Reproduce the data verbatim, beginning at the line that contains "Localize the hardwood" and continuing through the end of the data.

=== Data supplied ===

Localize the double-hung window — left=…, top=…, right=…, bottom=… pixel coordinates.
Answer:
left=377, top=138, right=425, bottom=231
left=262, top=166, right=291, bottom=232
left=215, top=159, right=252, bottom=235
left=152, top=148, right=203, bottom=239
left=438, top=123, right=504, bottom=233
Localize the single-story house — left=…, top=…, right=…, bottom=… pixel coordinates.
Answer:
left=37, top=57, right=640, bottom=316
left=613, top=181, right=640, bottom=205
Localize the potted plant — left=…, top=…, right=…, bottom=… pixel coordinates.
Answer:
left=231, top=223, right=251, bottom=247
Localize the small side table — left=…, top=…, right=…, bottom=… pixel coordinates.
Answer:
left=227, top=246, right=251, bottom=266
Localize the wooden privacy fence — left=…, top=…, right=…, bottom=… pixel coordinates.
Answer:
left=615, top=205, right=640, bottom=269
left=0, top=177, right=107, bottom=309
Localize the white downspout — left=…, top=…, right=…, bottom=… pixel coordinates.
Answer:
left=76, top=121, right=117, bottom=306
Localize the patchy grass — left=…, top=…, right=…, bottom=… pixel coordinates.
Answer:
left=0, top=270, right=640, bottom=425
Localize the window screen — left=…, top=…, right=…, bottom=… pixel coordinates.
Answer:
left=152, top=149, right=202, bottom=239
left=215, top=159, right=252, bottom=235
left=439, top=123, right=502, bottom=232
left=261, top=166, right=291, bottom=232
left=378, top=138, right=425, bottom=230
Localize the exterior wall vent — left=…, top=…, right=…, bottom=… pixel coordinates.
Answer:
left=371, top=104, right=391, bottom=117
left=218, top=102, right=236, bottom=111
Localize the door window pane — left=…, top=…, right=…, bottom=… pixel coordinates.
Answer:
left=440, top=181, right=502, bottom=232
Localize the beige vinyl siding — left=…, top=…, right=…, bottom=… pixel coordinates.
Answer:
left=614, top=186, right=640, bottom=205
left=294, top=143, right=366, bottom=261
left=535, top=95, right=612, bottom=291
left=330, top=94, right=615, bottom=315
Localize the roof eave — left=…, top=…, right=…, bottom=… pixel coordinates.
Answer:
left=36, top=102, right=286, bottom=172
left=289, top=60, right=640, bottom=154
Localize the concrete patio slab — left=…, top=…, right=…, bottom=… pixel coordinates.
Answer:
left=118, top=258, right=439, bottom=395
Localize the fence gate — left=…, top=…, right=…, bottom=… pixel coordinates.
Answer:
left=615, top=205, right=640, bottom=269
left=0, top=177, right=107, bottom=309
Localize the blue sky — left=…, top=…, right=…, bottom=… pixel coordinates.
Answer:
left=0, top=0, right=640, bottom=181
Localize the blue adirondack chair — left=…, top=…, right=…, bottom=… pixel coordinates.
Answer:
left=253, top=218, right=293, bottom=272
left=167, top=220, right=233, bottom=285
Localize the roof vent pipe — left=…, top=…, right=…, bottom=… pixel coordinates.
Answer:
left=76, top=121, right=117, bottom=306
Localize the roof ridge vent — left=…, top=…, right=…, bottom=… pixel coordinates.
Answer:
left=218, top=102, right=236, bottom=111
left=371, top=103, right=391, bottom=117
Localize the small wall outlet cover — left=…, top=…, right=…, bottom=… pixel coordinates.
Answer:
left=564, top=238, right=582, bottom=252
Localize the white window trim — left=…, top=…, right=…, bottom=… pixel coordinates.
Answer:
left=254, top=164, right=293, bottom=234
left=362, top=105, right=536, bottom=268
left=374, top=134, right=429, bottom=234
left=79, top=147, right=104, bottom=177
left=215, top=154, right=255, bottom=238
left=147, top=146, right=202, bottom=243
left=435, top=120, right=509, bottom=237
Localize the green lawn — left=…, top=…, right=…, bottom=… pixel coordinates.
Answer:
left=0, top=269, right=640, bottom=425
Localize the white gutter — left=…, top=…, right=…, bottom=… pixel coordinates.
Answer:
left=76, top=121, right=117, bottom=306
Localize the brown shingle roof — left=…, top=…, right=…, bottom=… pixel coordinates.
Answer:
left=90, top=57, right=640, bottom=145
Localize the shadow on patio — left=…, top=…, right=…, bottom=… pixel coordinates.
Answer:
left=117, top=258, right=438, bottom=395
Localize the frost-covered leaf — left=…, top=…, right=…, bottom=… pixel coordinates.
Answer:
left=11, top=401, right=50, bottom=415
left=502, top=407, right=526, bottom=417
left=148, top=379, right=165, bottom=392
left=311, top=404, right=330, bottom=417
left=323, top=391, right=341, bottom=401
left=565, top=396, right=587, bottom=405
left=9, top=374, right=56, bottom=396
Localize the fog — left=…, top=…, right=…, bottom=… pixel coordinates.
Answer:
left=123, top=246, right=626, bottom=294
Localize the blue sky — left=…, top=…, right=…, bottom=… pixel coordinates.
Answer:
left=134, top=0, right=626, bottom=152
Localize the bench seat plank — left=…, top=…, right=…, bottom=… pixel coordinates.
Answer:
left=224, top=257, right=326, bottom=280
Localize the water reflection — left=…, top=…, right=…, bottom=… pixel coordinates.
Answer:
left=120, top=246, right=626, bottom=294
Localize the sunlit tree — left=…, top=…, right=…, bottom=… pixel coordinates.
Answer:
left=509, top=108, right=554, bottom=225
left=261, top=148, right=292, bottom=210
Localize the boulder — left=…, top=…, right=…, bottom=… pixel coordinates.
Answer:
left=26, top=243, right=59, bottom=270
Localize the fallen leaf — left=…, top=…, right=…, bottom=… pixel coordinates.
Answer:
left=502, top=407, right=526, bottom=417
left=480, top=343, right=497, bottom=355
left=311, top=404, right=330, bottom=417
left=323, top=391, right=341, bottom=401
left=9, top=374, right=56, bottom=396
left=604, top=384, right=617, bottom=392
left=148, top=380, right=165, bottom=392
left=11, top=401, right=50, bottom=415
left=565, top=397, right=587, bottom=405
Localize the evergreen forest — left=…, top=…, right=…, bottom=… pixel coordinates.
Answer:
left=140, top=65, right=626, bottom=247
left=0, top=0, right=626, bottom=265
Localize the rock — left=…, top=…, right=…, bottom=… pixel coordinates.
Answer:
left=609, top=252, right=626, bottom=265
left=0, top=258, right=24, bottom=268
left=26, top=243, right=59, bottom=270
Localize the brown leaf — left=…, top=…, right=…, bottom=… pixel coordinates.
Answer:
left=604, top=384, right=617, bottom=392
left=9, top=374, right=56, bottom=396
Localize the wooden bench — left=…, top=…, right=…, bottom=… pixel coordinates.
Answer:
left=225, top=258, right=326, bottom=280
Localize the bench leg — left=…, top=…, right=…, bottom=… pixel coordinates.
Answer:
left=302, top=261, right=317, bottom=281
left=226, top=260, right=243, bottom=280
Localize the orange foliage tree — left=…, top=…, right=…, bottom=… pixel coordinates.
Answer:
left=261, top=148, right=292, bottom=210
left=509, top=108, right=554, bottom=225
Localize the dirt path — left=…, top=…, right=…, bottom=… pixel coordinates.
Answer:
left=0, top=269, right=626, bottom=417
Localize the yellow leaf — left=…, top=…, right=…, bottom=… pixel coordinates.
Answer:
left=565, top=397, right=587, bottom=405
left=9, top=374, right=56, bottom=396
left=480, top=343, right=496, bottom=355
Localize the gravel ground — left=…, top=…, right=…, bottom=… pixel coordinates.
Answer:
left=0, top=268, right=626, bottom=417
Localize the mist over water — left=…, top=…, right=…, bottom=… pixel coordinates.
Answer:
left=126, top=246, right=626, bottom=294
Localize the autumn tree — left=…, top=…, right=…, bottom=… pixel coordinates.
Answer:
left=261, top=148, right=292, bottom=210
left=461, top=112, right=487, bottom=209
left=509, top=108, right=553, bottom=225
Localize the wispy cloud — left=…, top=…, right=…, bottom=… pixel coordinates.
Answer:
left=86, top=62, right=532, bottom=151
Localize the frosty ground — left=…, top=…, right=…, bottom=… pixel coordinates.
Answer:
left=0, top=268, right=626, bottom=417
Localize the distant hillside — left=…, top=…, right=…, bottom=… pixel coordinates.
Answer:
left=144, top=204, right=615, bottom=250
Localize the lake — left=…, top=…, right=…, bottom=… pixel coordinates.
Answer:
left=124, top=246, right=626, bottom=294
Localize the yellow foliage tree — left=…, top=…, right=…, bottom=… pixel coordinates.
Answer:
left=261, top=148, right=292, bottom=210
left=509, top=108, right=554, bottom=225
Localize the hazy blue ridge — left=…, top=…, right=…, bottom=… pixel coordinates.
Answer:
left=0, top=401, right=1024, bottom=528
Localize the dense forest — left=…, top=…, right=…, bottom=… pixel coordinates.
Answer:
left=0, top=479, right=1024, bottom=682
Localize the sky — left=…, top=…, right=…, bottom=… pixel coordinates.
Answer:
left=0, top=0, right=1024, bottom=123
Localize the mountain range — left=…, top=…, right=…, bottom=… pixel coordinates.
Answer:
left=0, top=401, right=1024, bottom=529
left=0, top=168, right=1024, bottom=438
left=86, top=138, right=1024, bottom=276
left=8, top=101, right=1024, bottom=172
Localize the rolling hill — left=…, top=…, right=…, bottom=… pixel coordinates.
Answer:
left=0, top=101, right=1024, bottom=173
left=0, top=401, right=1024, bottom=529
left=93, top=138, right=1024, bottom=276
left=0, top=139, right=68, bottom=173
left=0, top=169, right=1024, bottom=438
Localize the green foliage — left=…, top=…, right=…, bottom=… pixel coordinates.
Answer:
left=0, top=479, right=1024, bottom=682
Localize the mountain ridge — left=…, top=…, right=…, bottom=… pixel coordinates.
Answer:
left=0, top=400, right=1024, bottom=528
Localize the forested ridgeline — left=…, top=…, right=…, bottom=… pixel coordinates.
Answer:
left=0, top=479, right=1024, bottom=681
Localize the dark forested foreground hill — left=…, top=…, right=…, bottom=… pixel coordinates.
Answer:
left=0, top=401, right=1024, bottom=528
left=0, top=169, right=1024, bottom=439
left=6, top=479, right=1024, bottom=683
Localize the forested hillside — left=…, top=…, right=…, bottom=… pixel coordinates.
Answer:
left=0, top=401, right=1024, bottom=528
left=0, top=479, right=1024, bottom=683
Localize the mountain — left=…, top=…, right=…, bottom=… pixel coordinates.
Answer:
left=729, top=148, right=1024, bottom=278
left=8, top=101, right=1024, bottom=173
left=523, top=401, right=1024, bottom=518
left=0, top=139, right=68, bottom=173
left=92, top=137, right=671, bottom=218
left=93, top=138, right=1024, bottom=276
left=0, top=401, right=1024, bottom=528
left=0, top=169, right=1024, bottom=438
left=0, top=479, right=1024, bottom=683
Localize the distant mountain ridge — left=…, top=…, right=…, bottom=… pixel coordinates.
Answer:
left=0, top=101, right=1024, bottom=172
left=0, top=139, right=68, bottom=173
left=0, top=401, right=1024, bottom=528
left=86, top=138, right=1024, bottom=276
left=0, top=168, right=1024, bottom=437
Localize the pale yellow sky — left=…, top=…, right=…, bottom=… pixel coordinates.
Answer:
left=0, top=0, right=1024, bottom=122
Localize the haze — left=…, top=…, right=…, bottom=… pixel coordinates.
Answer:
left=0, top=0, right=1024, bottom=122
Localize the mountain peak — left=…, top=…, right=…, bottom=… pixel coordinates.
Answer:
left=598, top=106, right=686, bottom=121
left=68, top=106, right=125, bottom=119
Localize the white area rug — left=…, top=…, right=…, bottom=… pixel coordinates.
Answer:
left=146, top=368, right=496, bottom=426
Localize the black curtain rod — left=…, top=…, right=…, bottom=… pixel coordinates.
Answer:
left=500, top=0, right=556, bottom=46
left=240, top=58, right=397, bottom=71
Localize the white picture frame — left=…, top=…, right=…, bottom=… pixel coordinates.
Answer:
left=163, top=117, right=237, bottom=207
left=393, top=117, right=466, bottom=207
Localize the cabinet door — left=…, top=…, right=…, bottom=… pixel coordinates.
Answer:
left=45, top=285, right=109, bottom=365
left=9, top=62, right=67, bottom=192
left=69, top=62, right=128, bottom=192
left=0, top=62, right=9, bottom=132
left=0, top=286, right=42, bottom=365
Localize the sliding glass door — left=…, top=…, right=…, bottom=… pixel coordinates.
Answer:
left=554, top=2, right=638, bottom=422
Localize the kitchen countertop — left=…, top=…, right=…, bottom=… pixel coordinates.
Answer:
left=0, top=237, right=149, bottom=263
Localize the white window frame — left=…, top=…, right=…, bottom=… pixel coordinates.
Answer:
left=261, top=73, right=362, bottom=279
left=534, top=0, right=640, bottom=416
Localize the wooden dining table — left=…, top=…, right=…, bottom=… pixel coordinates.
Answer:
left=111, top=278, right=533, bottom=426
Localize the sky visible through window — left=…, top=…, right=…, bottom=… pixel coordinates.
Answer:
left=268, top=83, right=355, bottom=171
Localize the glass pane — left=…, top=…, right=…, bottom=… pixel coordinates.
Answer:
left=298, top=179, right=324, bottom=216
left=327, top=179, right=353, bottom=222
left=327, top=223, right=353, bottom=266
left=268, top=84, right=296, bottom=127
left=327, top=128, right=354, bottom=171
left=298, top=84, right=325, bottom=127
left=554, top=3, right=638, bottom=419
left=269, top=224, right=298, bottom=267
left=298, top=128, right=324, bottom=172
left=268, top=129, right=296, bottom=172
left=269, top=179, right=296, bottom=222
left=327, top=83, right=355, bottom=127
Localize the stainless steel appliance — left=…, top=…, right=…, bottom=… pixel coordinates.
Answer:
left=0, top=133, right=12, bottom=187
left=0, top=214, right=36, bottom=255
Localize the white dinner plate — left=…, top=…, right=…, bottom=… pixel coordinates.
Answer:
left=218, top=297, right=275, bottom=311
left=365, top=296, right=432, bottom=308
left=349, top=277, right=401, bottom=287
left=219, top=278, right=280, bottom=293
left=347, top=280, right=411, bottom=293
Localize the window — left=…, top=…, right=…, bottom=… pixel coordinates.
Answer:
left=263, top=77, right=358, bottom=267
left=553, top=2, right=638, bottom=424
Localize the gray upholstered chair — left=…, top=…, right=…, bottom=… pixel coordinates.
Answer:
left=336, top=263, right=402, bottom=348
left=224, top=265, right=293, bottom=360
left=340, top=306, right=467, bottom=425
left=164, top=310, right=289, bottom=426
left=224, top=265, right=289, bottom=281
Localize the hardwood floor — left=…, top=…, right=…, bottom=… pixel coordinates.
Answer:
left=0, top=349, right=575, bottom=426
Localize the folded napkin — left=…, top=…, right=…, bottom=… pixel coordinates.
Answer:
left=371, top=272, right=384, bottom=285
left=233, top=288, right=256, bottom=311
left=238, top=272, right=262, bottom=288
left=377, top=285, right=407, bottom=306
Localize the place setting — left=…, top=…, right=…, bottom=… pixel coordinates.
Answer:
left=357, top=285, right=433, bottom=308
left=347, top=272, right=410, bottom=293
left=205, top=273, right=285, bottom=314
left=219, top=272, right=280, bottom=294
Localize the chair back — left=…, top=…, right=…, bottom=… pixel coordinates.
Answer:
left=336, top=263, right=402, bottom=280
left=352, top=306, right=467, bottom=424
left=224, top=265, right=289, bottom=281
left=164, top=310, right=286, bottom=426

===

— Output of the exercise —
Localize the hardwood floor — left=…, top=…, right=…, bottom=… pixel coordinates.
Answer:
left=0, top=349, right=575, bottom=426
Localize the folded napkin — left=…, top=…, right=…, bottom=… pixel coordinates.
Answer:
left=371, top=272, right=384, bottom=285
left=233, top=288, right=256, bottom=311
left=238, top=272, right=262, bottom=288
left=377, top=285, right=407, bottom=306
Localize the place setting — left=…, top=…, right=…, bottom=… pixel coordinates.
Answer:
left=357, top=285, right=433, bottom=308
left=347, top=272, right=410, bottom=293
left=205, top=273, right=285, bottom=314
left=219, top=272, right=280, bottom=294
Localize the chair back — left=…, top=…, right=…, bottom=… pixel coordinates.
Answer:
left=336, top=263, right=402, bottom=280
left=352, top=306, right=467, bottom=424
left=224, top=265, right=289, bottom=281
left=164, top=310, right=286, bottom=426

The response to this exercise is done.